- Work instructions
Quote the records beneath, complete and exact. Leave out images.

Named object pointing entries:
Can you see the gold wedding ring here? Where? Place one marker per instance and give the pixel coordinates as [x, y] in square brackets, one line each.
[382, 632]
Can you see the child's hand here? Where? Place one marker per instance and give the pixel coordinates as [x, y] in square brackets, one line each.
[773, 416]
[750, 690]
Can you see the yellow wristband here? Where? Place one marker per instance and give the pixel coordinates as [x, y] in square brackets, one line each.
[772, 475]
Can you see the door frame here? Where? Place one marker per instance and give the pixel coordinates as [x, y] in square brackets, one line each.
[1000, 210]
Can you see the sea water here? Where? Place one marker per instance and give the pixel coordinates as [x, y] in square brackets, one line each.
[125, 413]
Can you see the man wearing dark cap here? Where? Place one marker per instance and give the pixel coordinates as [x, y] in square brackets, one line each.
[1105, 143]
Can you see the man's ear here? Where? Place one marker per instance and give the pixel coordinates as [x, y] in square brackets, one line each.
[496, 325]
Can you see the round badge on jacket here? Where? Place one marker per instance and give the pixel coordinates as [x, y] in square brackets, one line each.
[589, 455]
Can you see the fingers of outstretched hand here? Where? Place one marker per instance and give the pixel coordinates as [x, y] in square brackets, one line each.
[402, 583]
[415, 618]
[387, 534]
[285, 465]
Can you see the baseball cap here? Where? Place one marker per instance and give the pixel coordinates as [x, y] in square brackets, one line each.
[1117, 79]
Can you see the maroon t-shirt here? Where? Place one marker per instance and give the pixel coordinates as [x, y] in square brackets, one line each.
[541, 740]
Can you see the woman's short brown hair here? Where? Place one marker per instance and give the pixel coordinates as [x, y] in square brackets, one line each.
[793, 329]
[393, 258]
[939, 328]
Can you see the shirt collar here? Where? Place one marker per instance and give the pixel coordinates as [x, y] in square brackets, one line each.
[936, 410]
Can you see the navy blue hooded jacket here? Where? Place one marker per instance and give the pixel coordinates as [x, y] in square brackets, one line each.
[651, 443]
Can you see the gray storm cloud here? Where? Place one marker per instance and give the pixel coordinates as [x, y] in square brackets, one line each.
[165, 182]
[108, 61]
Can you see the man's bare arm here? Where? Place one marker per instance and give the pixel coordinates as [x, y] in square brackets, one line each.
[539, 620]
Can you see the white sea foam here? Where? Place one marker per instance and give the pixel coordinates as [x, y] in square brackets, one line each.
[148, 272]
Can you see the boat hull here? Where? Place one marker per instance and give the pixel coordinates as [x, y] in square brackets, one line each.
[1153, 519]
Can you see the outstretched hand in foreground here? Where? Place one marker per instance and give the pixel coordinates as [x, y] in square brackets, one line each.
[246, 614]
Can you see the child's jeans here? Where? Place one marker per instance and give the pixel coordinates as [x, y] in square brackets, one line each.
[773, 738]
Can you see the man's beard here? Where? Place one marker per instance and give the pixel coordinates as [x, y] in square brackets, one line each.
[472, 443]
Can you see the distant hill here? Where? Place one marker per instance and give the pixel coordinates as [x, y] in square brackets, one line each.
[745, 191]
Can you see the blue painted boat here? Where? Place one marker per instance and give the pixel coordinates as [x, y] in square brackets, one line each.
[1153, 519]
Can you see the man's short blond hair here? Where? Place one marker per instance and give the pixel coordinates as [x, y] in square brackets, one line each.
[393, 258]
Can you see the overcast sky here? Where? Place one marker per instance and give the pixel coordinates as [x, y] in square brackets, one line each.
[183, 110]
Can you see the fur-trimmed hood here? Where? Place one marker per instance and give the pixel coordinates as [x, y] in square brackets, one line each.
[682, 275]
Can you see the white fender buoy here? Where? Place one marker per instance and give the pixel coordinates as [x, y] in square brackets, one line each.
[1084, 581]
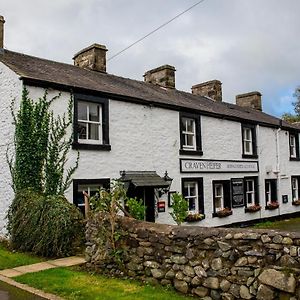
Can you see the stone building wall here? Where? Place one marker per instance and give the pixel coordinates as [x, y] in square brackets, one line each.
[210, 263]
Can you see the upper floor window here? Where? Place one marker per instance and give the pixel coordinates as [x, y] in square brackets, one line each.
[192, 190]
[295, 188]
[89, 186]
[91, 123]
[190, 134]
[294, 146]
[249, 141]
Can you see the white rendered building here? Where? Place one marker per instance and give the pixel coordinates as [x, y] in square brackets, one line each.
[233, 163]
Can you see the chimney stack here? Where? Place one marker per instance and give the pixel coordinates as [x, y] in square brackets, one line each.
[2, 21]
[250, 100]
[92, 58]
[211, 89]
[163, 76]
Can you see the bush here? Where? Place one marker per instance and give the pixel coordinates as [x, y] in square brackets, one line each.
[45, 225]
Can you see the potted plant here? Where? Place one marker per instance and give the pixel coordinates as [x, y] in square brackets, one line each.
[224, 212]
[272, 205]
[194, 217]
[253, 208]
[296, 202]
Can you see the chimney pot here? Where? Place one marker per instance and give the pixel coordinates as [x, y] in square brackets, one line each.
[163, 76]
[2, 21]
[250, 100]
[212, 89]
[92, 58]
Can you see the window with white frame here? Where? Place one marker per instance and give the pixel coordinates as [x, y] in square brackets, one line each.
[247, 141]
[89, 186]
[218, 197]
[295, 188]
[270, 191]
[190, 193]
[189, 134]
[250, 191]
[89, 122]
[293, 145]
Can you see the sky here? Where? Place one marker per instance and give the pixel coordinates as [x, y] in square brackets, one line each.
[249, 45]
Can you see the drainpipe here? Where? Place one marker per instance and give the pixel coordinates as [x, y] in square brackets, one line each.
[278, 162]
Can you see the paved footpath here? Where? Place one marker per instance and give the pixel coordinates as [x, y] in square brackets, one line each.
[7, 274]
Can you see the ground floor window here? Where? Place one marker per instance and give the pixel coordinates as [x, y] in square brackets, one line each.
[192, 190]
[295, 188]
[89, 186]
[251, 191]
[221, 195]
[270, 191]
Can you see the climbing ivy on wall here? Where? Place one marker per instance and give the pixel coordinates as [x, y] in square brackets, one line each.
[41, 147]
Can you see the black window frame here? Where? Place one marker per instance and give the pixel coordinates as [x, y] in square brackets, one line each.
[197, 119]
[226, 192]
[256, 191]
[76, 182]
[199, 181]
[105, 146]
[296, 134]
[252, 127]
[274, 194]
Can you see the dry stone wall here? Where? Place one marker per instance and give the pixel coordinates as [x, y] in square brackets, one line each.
[210, 263]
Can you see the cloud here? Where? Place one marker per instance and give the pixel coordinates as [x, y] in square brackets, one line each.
[248, 45]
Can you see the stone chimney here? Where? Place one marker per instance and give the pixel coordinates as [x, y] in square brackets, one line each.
[251, 100]
[163, 76]
[92, 58]
[2, 21]
[212, 89]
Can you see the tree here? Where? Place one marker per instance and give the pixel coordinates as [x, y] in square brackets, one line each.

- Problem solution
Can you see the gold wedding ring here? Where? Place one marker per instance and give the pixel coordinates as [x, y] in square brackets, one line each.
[382, 632]
Can you see the child's hand here? Where? Place one marker per instance and give the pixel coordinates as [x, y] in square brackets, one line each.
[773, 416]
[750, 690]
Can you see the yellow wristband here? Where? Place one marker per instance and give the pixel coordinates as [x, y] in square brackets, one line each.
[772, 475]
Can you see the door frame here? Where? Place one marker per instance and give the pixel coordinates as [x, y] in square brackets, one line each.
[1000, 210]
Can you see the sea water here? Where? Place one marker per instance and give the pixel coordinates as [x, y] in square brackets, one line each.
[125, 413]
Can you see the man wearing dark cap here? Where? Place one marker per instance and give the pixel coordinates as [x, y] in square brackets, one line each.
[1105, 143]
Can you see the man's ear here? Where? Place one marker per instance and give the pixel coordinates as [x, y] in square brackets, one line each.
[496, 325]
Can you see the round badge on jacket here? Where? Place one marker per instance and give the pixel coordinates as [x, y] in square brackets, one line each.
[589, 455]
Can you see the fingers of outstretched hand here? Where? Place one marker per instance and give the pixel coordinates as [x, y] in square brackets, one line each.
[402, 583]
[415, 618]
[387, 534]
[285, 465]
Can you see the baseball cap here? Where? Place one marker per instance and give the pixel coordinates as [x, y] in square brackets, one line each.
[1117, 79]
Can you see the maroon t-shirt here? Where? Place one marker per instance and give the pixel coordinates as [x, y] in square brackets, one line each.
[541, 740]
Can you see the woman's short brown hair here? Where? Place one marker per instance and give the pixel coordinates as [x, y] in square brackets, one line each.
[793, 329]
[393, 258]
[939, 328]
Can you see the shirt collar here? Where? Place one marker per instance and give the pixel coordinates as [x, y] in square brackets, one line each.
[936, 410]
Can you see the navy blue hooded jacket here? Where? Place one marker per instance and give the pixel coordinates as [x, y] in square brackets, one line each.
[651, 443]
Can you see the gray storm cloud here? Where? Place one marker per instance and give the pixel coordinates as [x, y] in square brackets, one line each.
[165, 182]
[108, 61]
Can you see the man's bare arm here? Where? Place one marker per instance and give the pixel coordinates as [x, y] in square brackets, one line each.
[539, 620]
Can you see the white sea foam here? Where? Place one marker per instance and give the pixel coordinates as [x, y] in square brackets, one line each.
[148, 272]
Can you see the boat hull here? Where? Place one marker per instance and give the pixel coordinates as [x, y] in square brackets, one line each.
[1153, 519]
Can you see the outstretched hand in foreground here? Where? Place one marker per instance and give the pixel coordinates as [x, y] in square brackets, one line each.
[246, 614]
Can you see the child's jeans here? Where? Place one marker per instance and give the pixel coordinates as [x, y] in square brackets, one line each.
[773, 738]
Can you see the man's beard here? Where? Place one marker per instance and give the pixel coordinates as [x, y] in square brackets, one line each.
[472, 443]
Can you see the distant hill here? Where? Place one marker per instance and give the pixel coordinates as [x, y] in square brackets, one line each.
[745, 191]
Can you see the blue painted boat here? Where? Place one marker per instance and give the pixel coordinates as [x, y] in square brackets, one line each.
[1153, 519]
Can you see the man's short blond hair here? Where? Place one marker per instance and give the pixel coordinates as [x, y] in square brackets, one line each.
[393, 258]
Can you see the overcast sky here? Where? Place one marker per instance and give the pixel coordinates as [x, y] in square brackets, one line each.
[183, 110]
Can you see the fur-trimmed hood here? Where? Place one marker per instance and give the pixel coordinates as [x, y] in square brackets, one line each.
[682, 275]
Can you see the white fender buoy here? Where? Place one marker per instance and give the pixel coordinates as [x, y] in square brackets, one line each.
[1084, 581]
Can you see the stone building wall here? Where? Place one marker per instance and give the pixel coordinates as [x, y] in square brackets, one line each.
[210, 263]
Can you see the upper floor window here? Where? Place one marker per instance and give the pixel coordinates as [x, y] in square brackets, one line each.
[192, 190]
[295, 188]
[89, 186]
[91, 123]
[190, 134]
[294, 146]
[249, 141]
Can you see the white rendered building here? Where? Place one marker per instance and give the pixel coordinates as [x, y] in square brackets, one line each.
[233, 163]
Can you see the chimney stack here? Where? Place one marker per instance and give the pixel coordinates as [x, y] in square brackets, one line each.
[2, 21]
[250, 100]
[92, 58]
[211, 89]
[163, 76]
Can you see the bush here? Where? Place one marker per instance and give the pixel coordinates as [x, y] in square brackets, one line each.
[45, 225]
Can you see the potted plant here? Where? Place one marker per instance and give the pixel coordinates as [x, y] in square brackets, one line each.
[224, 212]
[272, 205]
[194, 217]
[253, 208]
[296, 202]
Can you see the chimney pot here? Where? Place one marker per instance and give the pixel coordinates as [x, y] in square brackets, one line each.
[163, 76]
[2, 21]
[250, 100]
[212, 89]
[92, 58]
Can you see the window with white frame here? Where? Place one marker per instance and give the pixel coordinates as [x, y] in square brackets, one line each.
[247, 141]
[89, 186]
[218, 197]
[295, 188]
[270, 191]
[190, 193]
[189, 134]
[250, 191]
[89, 122]
[293, 145]
Can you see the sky here? Where? Place one marker per instance and give the pixel coordinates as [x, y] in square brackets, one line each.
[249, 45]
Can you see the drainpipe here? Where? Place one marker per instance and give the pixel coordinates as [x, y] in square brackets, one line each.
[278, 162]
Can you see the paved footpath here? Where? Place one marker per instance and give the pixel coordinates as [x, y] in square brackets, one line each.
[7, 274]
Can you see the ground floor window here? Where? Place one marker per instance and give the pixel coordinates as [x, y] in square brackets, one line each.
[192, 190]
[295, 188]
[89, 186]
[251, 191]
[221, 195]
[270, 191]
Can you see the climbing ivy on wall here? Where? Place one marker per instance and give the pixel coordinates as [x, y] in square brackets, one line each.
[41, 147]
Can you see the black window frame here? Where? Place one marker per instance and give the pixel coordinates as [x, y] in square brackets, one line each.
[197, 119]
[226, 192]
[256, 191]
[76, 182]
[199, 181]
[105, 146]
[296, 134]
[252, 127]
[274, 194]
Can you see the dry stone wall here? Where? Place one marker per instance and give the pixel coordinates as [x, y] in square brackets, one line each.
[210, 263]
Can you see the cloud here? Where? Place one marker per instance and give the pixel coordinates as [x, y] in square brackets, one line each.
[248, 45]
Can you see the stone chimney here? Where? Place one marker per instance and give the pixel coordinates as [x, y] in square brackets, one line each.
[251, 100]
[163, 76]
[92, 58]
[2, 21]
[212, 89]
Can you see the tree here? Where? Place one marker per instance and give the pixel coordinates as [x, y] in square brackets, one line each.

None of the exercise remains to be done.